SELECTED PASSAGE
╔══
The following class will be out agent, that will generate rollouts via interaction between the agent and environment, as well as generate actions my sampling them from the policy network. Recall that the policy network now maps observations to logits for each action, so we can sample actions from the distribution.

Exercise - implement `VPGAgent`

Difficulty: 🔴🔴🔴⚪⚪

Importance: 🔵🔵🔵🔵⚪

You should spend up to 10-15 minutes on this exercise.

Implement the functions: * gen_rollout - this function compute the episode rollout, by interacting with the environment for args.num_steps_per_rollout steps. If an episode terminates, we reset the environment and continue. We will track the length of the episode in the lifespan variable, which indicates how long each episode runs before termination. FOr the cartpole environment, this will allow us to track performance (the longer the cart lives, the better it does.)
╚══
SUPPLIED RECORDS
╔══
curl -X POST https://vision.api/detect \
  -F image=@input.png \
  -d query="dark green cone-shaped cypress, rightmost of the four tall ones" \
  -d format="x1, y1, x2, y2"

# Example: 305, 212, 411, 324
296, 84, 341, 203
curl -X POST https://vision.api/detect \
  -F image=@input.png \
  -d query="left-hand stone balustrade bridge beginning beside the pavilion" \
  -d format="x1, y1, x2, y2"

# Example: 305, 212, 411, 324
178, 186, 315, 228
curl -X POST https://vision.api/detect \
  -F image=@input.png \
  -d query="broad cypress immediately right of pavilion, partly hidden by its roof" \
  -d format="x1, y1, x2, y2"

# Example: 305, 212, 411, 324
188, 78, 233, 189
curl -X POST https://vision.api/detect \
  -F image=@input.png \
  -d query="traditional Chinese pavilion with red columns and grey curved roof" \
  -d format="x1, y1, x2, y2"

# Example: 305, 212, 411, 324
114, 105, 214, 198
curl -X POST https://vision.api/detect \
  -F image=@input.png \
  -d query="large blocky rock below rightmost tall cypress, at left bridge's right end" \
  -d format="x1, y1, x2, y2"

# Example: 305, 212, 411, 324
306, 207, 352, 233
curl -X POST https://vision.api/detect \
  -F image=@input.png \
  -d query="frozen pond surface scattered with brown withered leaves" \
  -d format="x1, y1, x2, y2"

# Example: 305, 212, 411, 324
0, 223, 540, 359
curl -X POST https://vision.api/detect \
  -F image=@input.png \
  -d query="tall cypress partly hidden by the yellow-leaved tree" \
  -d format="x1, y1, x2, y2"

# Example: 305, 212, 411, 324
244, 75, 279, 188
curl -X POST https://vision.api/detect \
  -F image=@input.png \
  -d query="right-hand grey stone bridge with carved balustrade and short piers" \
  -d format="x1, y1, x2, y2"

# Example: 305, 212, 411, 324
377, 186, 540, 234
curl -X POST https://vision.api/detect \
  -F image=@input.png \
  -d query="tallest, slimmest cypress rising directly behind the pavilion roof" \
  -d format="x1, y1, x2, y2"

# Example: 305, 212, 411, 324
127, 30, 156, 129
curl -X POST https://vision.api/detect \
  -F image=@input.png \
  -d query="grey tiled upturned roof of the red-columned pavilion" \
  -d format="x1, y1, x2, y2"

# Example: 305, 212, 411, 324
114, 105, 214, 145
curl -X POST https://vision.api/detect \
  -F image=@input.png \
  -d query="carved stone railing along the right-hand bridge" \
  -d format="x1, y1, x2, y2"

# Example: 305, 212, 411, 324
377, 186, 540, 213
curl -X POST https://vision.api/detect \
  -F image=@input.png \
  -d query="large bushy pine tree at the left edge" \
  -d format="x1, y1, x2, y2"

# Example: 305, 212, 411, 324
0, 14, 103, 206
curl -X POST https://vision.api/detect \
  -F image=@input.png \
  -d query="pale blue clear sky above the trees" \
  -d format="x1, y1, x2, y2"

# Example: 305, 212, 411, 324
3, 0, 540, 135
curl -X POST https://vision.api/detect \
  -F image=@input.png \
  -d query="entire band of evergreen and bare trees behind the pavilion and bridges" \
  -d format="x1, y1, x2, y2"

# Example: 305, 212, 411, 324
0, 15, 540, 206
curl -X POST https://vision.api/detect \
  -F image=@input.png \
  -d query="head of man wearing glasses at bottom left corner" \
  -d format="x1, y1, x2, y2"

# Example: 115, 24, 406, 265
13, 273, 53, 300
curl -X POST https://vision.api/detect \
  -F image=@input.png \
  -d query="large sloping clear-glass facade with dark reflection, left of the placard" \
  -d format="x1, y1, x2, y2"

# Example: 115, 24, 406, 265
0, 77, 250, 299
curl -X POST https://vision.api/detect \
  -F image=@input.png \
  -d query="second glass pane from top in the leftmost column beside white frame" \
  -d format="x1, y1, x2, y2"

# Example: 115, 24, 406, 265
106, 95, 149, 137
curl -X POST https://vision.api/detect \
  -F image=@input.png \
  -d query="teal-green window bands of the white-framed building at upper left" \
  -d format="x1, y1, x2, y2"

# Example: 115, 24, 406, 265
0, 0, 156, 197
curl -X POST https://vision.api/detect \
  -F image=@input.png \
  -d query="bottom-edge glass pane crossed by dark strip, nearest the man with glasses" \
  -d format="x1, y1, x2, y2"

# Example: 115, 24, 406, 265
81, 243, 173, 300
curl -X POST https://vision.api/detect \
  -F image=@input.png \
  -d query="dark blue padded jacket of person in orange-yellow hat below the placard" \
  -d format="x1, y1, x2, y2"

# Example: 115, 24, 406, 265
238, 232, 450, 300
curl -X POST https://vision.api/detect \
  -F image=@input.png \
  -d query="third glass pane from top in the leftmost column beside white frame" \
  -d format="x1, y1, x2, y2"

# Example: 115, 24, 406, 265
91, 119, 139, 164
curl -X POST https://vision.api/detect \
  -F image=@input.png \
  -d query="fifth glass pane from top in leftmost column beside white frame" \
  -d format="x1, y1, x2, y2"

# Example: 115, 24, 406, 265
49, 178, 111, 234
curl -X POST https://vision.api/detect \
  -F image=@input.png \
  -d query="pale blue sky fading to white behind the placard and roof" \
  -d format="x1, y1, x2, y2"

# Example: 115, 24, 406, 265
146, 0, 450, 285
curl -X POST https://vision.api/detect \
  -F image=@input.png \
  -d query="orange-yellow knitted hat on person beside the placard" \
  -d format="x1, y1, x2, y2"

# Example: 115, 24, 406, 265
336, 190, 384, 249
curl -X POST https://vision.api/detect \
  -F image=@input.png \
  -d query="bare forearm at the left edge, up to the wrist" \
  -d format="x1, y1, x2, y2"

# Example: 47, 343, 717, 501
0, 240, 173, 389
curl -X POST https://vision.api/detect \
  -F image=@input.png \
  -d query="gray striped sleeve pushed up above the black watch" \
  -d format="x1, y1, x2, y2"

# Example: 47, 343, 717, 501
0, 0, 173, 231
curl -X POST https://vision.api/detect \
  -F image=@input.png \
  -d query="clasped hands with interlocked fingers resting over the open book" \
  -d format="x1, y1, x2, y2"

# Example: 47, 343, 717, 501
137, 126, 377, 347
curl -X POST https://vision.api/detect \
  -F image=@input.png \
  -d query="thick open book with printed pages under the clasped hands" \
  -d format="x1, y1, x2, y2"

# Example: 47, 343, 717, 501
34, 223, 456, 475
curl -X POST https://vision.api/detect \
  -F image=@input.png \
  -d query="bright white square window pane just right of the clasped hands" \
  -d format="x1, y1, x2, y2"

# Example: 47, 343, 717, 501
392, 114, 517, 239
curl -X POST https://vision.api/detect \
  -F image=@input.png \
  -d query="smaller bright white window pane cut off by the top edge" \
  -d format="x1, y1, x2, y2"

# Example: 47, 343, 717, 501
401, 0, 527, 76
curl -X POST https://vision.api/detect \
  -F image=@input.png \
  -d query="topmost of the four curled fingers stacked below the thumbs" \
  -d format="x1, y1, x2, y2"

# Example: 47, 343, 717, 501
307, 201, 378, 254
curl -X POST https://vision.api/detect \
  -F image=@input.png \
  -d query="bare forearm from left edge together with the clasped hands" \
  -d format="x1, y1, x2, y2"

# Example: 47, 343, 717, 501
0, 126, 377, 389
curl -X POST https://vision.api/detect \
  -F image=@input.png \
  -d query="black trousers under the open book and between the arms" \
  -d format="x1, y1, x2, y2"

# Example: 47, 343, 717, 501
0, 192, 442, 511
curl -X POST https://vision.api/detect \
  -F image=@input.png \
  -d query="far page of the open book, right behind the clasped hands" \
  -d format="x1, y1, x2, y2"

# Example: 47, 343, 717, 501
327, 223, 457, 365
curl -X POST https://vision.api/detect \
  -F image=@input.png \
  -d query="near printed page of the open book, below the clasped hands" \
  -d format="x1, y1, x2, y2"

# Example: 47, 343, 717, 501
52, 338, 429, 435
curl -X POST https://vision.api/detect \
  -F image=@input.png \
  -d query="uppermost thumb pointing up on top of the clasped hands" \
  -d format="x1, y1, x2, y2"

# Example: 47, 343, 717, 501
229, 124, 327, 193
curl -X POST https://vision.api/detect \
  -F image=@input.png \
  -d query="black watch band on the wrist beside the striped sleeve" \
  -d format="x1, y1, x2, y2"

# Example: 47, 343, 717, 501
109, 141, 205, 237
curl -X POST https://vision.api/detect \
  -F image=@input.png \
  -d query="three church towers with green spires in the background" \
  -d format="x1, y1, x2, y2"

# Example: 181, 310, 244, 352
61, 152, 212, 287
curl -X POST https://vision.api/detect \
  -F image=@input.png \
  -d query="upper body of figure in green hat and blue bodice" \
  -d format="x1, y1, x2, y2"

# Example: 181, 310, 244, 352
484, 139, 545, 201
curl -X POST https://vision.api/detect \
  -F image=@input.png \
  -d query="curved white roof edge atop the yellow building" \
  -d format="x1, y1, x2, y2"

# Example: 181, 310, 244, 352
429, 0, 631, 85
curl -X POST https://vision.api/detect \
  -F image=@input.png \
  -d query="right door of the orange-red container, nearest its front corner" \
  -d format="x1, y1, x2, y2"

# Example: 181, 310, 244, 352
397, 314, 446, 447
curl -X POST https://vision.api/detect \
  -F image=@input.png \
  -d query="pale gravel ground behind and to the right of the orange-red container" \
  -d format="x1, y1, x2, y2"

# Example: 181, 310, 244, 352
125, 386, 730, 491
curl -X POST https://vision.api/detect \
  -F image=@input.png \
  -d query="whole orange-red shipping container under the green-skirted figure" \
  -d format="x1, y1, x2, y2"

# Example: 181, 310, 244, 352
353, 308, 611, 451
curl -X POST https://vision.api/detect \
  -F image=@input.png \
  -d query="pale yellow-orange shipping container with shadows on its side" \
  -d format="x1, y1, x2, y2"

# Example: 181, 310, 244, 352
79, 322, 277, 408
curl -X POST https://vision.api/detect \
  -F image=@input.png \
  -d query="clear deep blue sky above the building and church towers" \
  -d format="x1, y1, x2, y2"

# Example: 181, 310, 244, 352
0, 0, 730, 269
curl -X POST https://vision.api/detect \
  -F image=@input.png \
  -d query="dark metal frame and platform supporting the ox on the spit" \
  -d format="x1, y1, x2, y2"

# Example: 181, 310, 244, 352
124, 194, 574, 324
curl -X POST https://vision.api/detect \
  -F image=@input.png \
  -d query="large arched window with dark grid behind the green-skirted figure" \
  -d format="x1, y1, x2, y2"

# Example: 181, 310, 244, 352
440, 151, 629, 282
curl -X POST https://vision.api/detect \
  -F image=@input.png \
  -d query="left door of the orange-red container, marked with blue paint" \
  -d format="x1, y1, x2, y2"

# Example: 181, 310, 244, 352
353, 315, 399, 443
╚══
DESCRIPTION OF THE TASK
Answer these questions using the passage on the VPGAgent exercise.
(a) What does the policy network map observations to?
(b) How much time should be spent on the exercise?
(c) In gen_rollout, what is done when an episode terminates?
The rows have nothing to do with the text.

SOLUTION FOR THIS EXERCISE
(a) Logits for each action.
(b) Up to 10-15 minutes.
(c) The environment is reset and the rollout continues.